I'm gonna look in all the squirrel nest next time I go...


----------



## JoeyWelch

hjorgan said:


> Looks like we dodged the bullet at 49.8" yesterday.
> I am thrilled!
> On the brighter side, with the furniture up on concrete blocks cleaning the floor will be a breeze!


Glad y'all made it.


----------



## CatHunter

jlw1972 said:


> Glen I guess your gonna have to come over here and show me how to catch em. I struck out yesterday. Come home last night with a big ole goose egg.
> 
> I've had a hard time finding shad since the water has come up.


The higher the water the further they push into the delta. Id start fishing way south.


----------



## johnsonbeachbum

Radar images are not looking good for you guys.


----------



## jcoss15

Yeah I'm worried again.


----------



## FishWalton

jcoss15 said:


> Yeah I'm worried again.



I'll bet you are! A bunch of roads over here were closed today in the river area and some creeks. A buddy decided to get out of here and head to central Fl so he could go fishing. lucky him!


----------



## Jason

jcoss15 said:


> Yeah I'm worried again.


Nahhhh purty soon, we can just set out bush hooks on the arm of the crane down at the bridge.....:001_huh:


----------



## fla_scout

Jason said:


> Nahhhh purty soon, we can just set out bush hooks on the arm of the crane down at the bridge.....:001_huh:


And they just said on the news that the DEP or EPA or whoever it is said there was no hazardous materials or fluid leaked into the river!

Have they lost their minds?


----------



## lastcast

How's everyone on the rivers doing? Wishing the best!


----------



## skiff89_jr

fla_scout said:


> And they just said on the news that the DEP or EPA or whoever it is said there was no hazardous materials or fluid leaked into the river!
> 
> 
> 
> Have they lost their minds?



The govt said it, it must be true. 


Sent from my iPhone using Tapatalk


----------



## Try'n Hard

Pretty much the same image. Glad that's not my cabin! I'm getting off easy


----------



## lastcast

That's alot of water!


----------



## CatHunter

Apalachicola is super flooded but they are still catching cats.
I love flood waters for catfishing


----------



## JoeyWelch

Alabama River at the Claiborne Gauge has passed the 4th highest on record. Closing in on 3rd.

Data provided.
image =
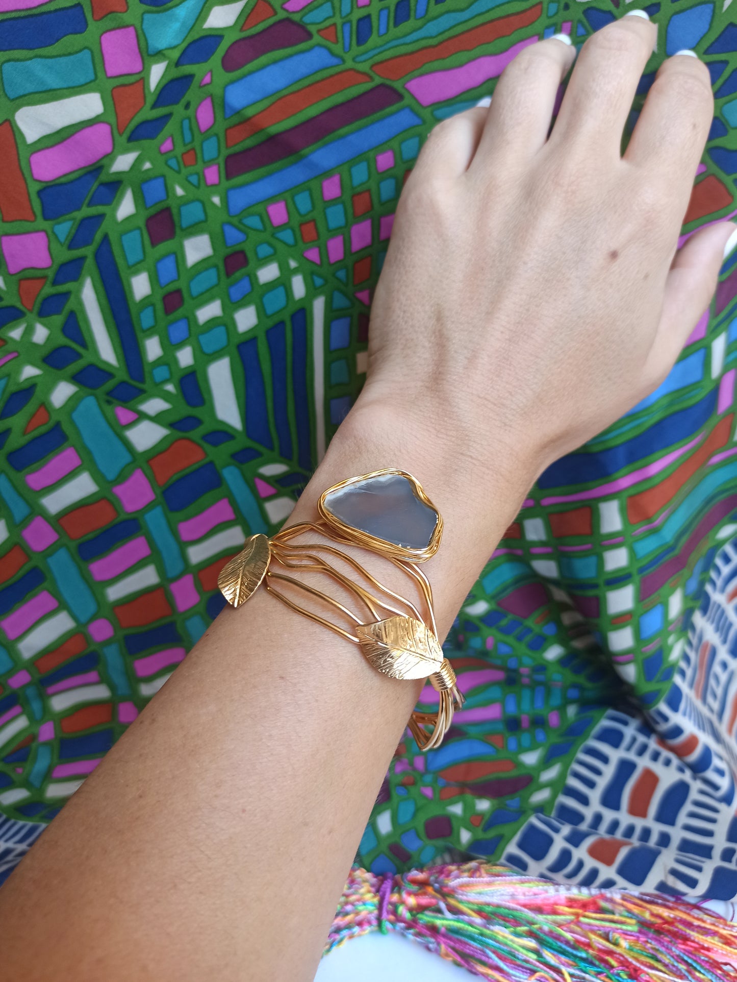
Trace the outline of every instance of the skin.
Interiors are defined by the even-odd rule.
[[[526,48],[400,200],[366,387],[291,520],[414,473],[446,521],[444,636],[535,477],[665,377],[712,295],[734,227],[676,254],[703,64],[664,63],[620,153],[655,40],[630,17],[588,40],[550,138],[574,51]],[[419,688],[263,591],[226,611],[0,892],[4,977],[308,982]]]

Exercise 1. Rewrite the thread's paragraph beginning "I'll bet you are!" in fewer words, keeping its main facts.
Exercise 2. Please reproduce the thread word for word from "The higher the" to "for you guys.".
The listing above is separate from the thread.

Complete answer 1. Many roads near the river and some creeks were closed today. A buddy left for central Florida to go fishing.

Complete answer 2.
The higher the water the further they push into the delta. Id start fishing way south.


----------



## johnsonbeachbum

Radar images are not looking good for you guys.